INFORMATION GIVEN:
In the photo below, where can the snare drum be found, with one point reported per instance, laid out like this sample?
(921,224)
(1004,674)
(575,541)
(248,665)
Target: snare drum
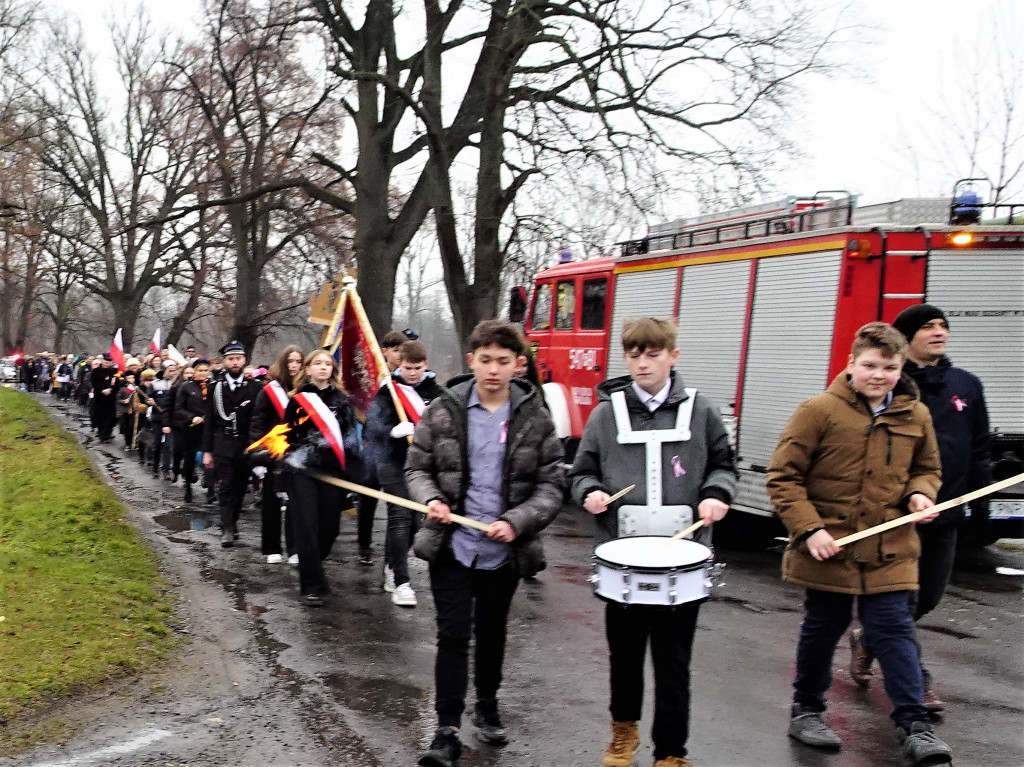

PROBLEM TO SOLVE: Render the records as a Markdown table with the columns "Row" and "Line": one numbered row per non-blank line, with pictures omitted.

THE COMPLETED TASK:
| Row | Line |
|---|---|
| 1 | In the photo below, where can the snare drum be found, with one point reported per instance, laid out like this sample? |
| 2 | (921,224) |
| 3 | (1004,674) |
| 4 | (575,541) |
| 5 | (248,665) |
| 6 | Target: snare drum |